PROBLEM TO WORK ON
For the entries that follow, restate word for word the line containing "Target: distant shoreline", the line containing "Where can you see the yellow", and every line that lies between them.

EXERCISE MATERIAL
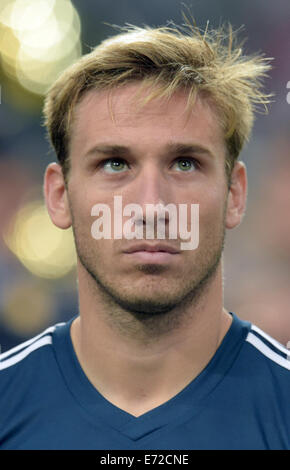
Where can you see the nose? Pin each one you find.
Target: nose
(152, 192)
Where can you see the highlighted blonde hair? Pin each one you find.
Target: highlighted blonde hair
(208, 63)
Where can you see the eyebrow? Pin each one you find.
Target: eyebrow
(171, 148)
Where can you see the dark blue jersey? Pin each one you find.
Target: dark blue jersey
(241, 400)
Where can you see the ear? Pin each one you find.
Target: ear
(237, 196)
(55, 193)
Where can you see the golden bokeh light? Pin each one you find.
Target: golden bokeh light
(38, 40)
(45, 250)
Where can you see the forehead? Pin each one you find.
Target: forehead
(103, 116)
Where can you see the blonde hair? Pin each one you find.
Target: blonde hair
(168, 58)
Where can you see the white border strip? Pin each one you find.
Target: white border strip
(30, 341)
(18, 357)
(275, 343)
(258, 343)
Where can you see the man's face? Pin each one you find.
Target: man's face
(147, 155)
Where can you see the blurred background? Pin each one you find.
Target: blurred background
(38, 39)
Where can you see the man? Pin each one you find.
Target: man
(153, 360)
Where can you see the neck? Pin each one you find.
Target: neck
(138, 363)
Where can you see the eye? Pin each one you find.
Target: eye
(186, 164)
(114, 165)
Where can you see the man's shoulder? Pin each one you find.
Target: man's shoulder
(266, 354)
(27, 357)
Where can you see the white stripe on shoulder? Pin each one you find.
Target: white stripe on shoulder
(270, 339)
(264, 349)
(30, 341)
(18, 357)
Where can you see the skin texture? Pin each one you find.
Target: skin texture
(146, 328)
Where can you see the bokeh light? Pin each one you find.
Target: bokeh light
(45, 250)
(38, 40)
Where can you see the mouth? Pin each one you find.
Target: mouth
(152, 253)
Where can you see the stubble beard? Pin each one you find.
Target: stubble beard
(131, 313)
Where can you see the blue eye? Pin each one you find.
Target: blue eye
(186, 164)
(114, 165)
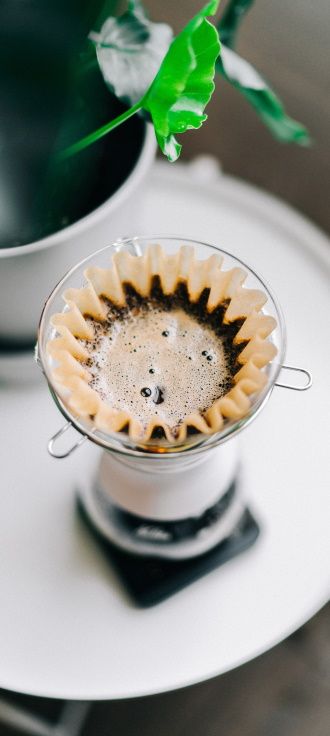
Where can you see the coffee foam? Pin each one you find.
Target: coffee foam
(156, 363)
(69, 357)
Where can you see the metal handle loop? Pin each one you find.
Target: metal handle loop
(292, 386)
(60, 455)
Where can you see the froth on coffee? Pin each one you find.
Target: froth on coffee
(161, 357)
(161, 345)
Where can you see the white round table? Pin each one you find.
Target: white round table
(66, 628)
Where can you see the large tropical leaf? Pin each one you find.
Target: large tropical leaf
(129, 51)
(184, 84)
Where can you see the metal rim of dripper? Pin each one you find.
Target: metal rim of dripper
(125, 447)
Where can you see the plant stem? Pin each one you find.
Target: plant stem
(99, 133)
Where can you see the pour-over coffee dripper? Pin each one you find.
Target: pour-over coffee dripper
(184, 500)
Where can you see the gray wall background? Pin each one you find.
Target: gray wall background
(288, 42)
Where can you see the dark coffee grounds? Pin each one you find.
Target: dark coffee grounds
(163, 356)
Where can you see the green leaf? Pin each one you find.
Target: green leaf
(129, 51)
(184, 84)
(268, 106)
(231, 20)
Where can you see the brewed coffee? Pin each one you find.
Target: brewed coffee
(162, 356)
(161, 345)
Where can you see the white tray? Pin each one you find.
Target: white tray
(66, 629)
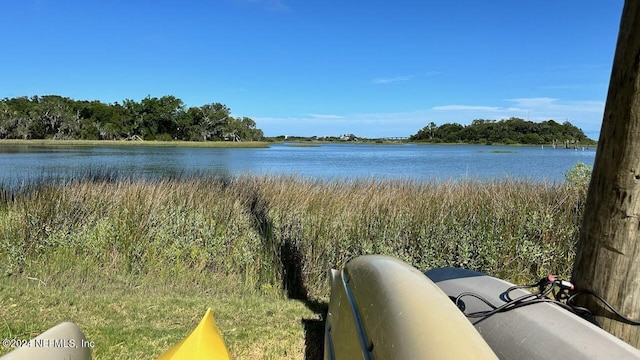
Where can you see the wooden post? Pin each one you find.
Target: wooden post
(608, 253)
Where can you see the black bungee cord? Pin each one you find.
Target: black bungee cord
(563, 294)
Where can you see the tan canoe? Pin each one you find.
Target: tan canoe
(383, 308)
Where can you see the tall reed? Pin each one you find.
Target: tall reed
(272, 231)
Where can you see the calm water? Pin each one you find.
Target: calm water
(330, 161)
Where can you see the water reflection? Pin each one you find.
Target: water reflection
(330, 161)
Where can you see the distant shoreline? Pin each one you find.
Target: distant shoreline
(202, 144)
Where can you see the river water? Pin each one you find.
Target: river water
(328, 161)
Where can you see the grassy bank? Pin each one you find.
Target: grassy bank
(136, 263)
(67, 143)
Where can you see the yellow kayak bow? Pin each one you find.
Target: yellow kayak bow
(204, 342)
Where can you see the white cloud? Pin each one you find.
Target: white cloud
(475, 108)
(324, 116)
(388, 80)
(587, 115)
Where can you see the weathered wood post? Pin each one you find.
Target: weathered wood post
(608, 252)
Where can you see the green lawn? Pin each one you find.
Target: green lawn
(140, 320)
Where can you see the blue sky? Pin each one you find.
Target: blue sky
(372, 68)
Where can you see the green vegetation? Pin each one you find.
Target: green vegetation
(509, 131)
(118, 143)
(163, 119)
(136, 263)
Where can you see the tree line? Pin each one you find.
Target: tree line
(165, 118)
(507, 131)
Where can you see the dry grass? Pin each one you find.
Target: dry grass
(136, 263)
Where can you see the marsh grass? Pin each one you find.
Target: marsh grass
(69, 143)
(165, 249)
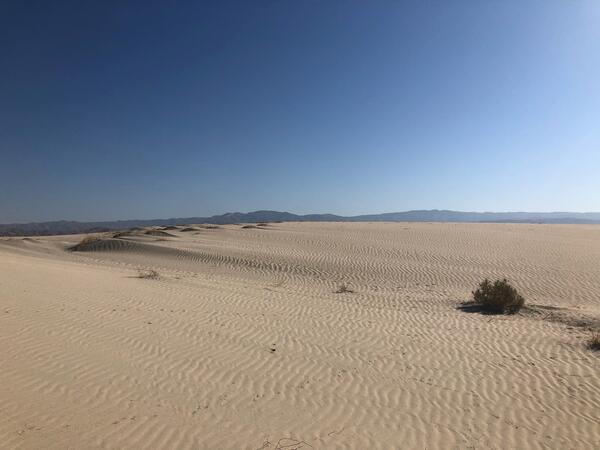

ANSWER TO THE PROBLEM
Target: distant shoreline
(202, 144)
Where can you see the river water? Pin each one you find.
Target: river water
(328, 161)
Where can you see the grassy bank? Pin each one you find.
Target: grassy bank
(136, 263)
(67, 143)
Where can you see the yellow kayak bow? Pin each one you find.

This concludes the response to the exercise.